• **WHAT NEEDS TO BE DONE**:
Write out the data exactly, keeping every line.
** EXTRACTED RECORDS follows **
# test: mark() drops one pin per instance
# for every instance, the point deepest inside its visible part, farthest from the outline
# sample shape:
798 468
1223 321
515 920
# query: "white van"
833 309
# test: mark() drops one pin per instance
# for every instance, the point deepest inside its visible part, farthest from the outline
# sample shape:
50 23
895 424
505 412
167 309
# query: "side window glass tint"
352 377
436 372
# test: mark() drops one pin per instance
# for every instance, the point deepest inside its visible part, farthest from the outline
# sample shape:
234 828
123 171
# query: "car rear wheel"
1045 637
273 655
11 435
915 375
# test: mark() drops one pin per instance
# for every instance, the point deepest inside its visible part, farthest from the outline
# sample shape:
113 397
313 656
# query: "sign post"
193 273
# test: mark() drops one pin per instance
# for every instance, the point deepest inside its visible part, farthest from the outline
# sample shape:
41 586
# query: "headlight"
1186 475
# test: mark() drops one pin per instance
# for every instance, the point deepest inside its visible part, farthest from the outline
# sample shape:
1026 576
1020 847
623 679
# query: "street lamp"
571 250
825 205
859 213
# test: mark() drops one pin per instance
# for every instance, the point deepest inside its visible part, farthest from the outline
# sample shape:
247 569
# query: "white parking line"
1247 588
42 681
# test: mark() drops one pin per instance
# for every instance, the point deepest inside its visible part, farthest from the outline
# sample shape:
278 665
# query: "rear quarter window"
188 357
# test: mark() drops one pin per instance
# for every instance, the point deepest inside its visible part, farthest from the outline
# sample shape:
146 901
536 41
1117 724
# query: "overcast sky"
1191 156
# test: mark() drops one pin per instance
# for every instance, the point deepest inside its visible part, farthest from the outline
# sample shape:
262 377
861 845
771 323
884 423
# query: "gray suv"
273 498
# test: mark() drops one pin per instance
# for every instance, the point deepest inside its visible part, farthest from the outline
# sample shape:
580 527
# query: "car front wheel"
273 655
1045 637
** End of EXTRACTED RECORDS **
• **REPLY TO THE TASK**:
# test: mark() drops one pin per instance
# for every instance, the point deepest inside its visible part, farthest from the outline
# sample shape:
798 468
1223 321
515 920
# query: "white van"
833 309
# test: mark() drops one pin per instance
# for every instance, the point deepest inside its visible part, farthest from the outline
# sample shape:
50 23
895 424
505 412
167 309
# query: "side window glass tint"
352 377
436 372
# test: mark() drops one pin per instance
# for every instance, the point deepest inside its visible part, farthest from the outline
# sample shape:
234 828
123 171
# query: "car rear wheel"
1045 637
273 655
11 435
915 375
# test: mark() drops one pin per instance
# for every instance, the point deepest inside its visible part, farthest from the outline
# sample shape:
113 397
313 656
# query: "sign post"
193 273
# test: mark() drops one pin per instance
# for every instance, the point deepest inside its visible part, farthest from the outline
# sample shape:
41 586
# query: "headlight"
1186 475
# test: mark() drops one pin per instance
# for every instance, the point deepest inside its visible part, farthest from the outline
# sample shape:
1026 576
1020 847
623 679
# query: "street lamp"
571 250
825 205
859 213
# test: mark() drops one pin per instance
# for every instance, the point deepest inside its visible part, farthest from the outline
# sample shape:
247 569
# query: "white parking line"
1247 588
42 681
# test: mark() drops one pin per instance
# for every instance, the point deepest inside its visible part, farthest from the outline
# sample shape:
278 665
# query: "rear quarter window"
188 357
# test: mark() drops one pin per instance
# for every instance, the point deepest inside its visible part, farthest from the outline
# sample shape:
146 901
536 41
1117 724
# query: "overcast sky"
1191 156
# test: mark() drops one pin per instance
# for every instance, the point deepest inside its visible part, farthest from the outline
# sample shape:
262 377
861 845
771 323
884 423
# query: "gray suv"
273 498
# test: mark() drops one pin per instance
# for every instance, the point deepest inside its visible part, farthest from the outline
# sample shape:
580 527
# query: "car front wheel"
273 655
1045 637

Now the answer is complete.